## Required work
Repeat the records verbatim and leave the pictures out of your copy.

Stored data entries
►

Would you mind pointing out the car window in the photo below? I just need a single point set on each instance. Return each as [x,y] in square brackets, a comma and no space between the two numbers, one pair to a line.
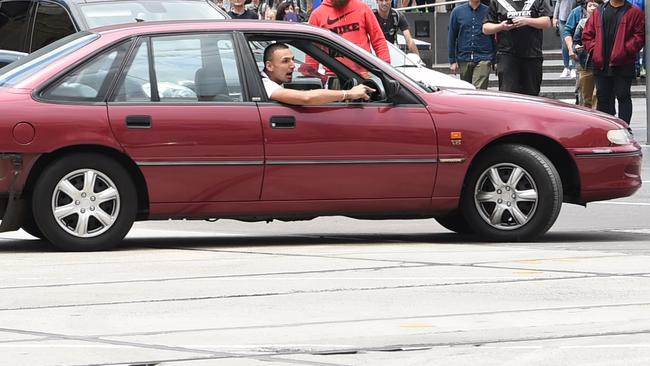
[98,14]
[14,17]
[188,68]
[90,81]
[131,87]
[318,66]
[51,23]
[19,70]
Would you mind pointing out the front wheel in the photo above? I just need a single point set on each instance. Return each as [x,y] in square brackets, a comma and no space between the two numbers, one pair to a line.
[84,202]
[513,193]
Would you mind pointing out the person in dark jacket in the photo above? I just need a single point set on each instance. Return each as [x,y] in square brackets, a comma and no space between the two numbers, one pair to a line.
[613,35]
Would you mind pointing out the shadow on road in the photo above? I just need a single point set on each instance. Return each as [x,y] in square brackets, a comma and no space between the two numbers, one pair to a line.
[230,242]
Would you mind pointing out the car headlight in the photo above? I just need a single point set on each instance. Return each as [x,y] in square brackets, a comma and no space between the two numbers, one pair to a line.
[620,137]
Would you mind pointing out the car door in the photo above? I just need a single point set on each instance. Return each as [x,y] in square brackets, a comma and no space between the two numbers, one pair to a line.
[180,112]
[346,151]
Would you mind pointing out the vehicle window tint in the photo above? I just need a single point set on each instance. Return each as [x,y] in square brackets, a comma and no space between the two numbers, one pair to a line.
[101,13]
[198,67]
[29,65]
[135,85]
[13,25]
[90,81]
[52,23]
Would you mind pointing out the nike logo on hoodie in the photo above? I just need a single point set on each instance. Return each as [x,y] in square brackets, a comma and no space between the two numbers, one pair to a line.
[332,21]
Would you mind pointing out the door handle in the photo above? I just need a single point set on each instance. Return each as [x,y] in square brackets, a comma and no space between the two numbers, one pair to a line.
[283,122]
[138,121]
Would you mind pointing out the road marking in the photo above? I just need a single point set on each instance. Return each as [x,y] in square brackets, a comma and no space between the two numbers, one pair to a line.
[622,203]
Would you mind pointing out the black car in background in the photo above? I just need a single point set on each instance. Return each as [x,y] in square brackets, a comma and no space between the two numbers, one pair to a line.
[27,25]
[7,57]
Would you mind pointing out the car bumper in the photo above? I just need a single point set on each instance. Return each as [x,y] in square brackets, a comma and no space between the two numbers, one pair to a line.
[608,173]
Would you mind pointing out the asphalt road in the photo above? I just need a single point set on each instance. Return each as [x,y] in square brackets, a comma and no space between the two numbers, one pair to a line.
[336,291]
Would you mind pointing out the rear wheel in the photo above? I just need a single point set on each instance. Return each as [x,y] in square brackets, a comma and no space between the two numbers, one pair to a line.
[513,193]
[84,202]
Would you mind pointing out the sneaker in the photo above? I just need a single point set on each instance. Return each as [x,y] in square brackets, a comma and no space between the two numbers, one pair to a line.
[565,73]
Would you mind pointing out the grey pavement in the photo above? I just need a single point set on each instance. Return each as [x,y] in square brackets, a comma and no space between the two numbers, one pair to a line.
[335,291]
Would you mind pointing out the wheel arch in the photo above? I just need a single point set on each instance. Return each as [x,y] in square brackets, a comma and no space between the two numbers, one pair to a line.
[136,174]
[553,150]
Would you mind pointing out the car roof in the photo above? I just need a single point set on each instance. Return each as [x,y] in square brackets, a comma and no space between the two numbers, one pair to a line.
[212,25]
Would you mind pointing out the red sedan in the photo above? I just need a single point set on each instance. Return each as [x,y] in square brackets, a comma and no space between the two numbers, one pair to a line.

◄

## Result of this exercise
Would you mind pointing out the car window in the photo below? I just need a single point set on each instance. Return each as [x,y] in square brackets, a comma and no space between the two numbers, one pair to a line.
[98,14]
[14,17]
[188,68]
[90,81]
[131,87]
[318,66]
[51,23]
[19,70]
Would you mind pointing out the front wheel in the photo above? I just need a single point set on each instance. Return each as [x,y] in square brackets, a comma and no space between the two numbers, one pair to a line.
[84,202]
[513,193]
Would you mind pointing out the person in dark jacket in the photo above? I just need a single point set on each instance. Return each as [x,y] in square brackets, a comma and no space between the two numbers, one pair to a line.
[613,35]
Would you mind pointing out the shadow on road in the photo above? I just need a single point set on each instance. Return each as [x,y] in square brackets, a comma and no space between the two numbers, one pair to a line.
[230,242]
Would you mind pointing out the car headlight in the photo above? I just need a single point set on each instance. Return each as [x,y] in square brackets, a comma and no space between the two numbers, one pair to a line.
[620,137]
Would you mind pointing out the car door in the photo above? I just need a single point set on each instance. Return each as [x,y] in square brackets, a comma and no space between the two numbers, one pair to a line.
[180,112]
[346,151]
Would you mind pointing out the vehicle window tint in the photo above? I just need a single point set on each instance. Return each as [x,y] in square brackets, a comma and no space between the two numbers, one pair to a line.
[101,13]
[198,67]
[29,65]
[135,85]
[13,25]
[90,81]
[52,23]
Would you mind pointing out the nike logo on hoodie in the photo above? I just need a single point set on each instance. Return each as [x,y] in square brackets, a comma and no space between the two numbers, one pair to a line.
[332,21]
Would you mind pointing out the door handle in the photo above? I just need a single point set on each instance. Return each as [x,y] in square brackets, a comma and no space between the two numbers, one pair to a line.
[283,122]
[138,121]
Would you mind pointing out the road marking in the photo above? I just need a single point set on each instance. Return each as [x,y] in square brackets, a comma and no space between the two numbers, one pair to a line.
[622,203]
Would you mind pointing out the black car in background in the photo above? I just need a single point set on each instance. Return each as [x,y] in square brackets, a comma and no space between the two numbers, one pair to a line.
[27,25]
[7,57]
Would you mind pointing out the car bumper in the photo above? I just need a single point set on each instance. Return each as [x,y] in square brackets, a comma and no space between the two numbers, one pair to a line.
[608,173]
Would you mind pointing out the asphalt road in the photo above? I just need a single point set on each instance. Return each as [x,y] in square brackets, a comma and no space between the two numbers, one pair to a line.
[336,291]
Would you mind pointing out the rear wheel in the photo above? I just need a single point set on each instance. Return each as [x,y] in square brackets, a comma and no space between the two numbers, one pair to a line.
[513,193]
[84,202]
Would you mind pointing out the sneaker in the photo above? I just need a single point set on each instance. Return each as [x,y] in square brackets, a comma and no space between the two numbers, one pair to a line.
[565,73]
Would you mind pointing out the grey pavement in the photo above? I just need a single point set on each instance. Return each as [x,y] in square brackets, a comma and no space between the two numbers, one pair to a line.
[335,291]
Would you mind pointing out the wheel arch in the photo above? I just need a single point set on each instance. Return each as [x,y] in square brackets, a comma and no space between the two numbers, one pair to a line.
[136,174]
[553,150]
Would you mind pointing out the car roof in the photo above? I just need a single point set on each instance. Return each as [x,y] in square brackets, a comma and no space between the two numbers, one pair to a line.
[212,25]
Would you mind pointing out the red sedan in the photo above? I just need a single point set on each instance. Return each as [x,y] in square brackets, a comma and no space between the two numbers, one pair to a line.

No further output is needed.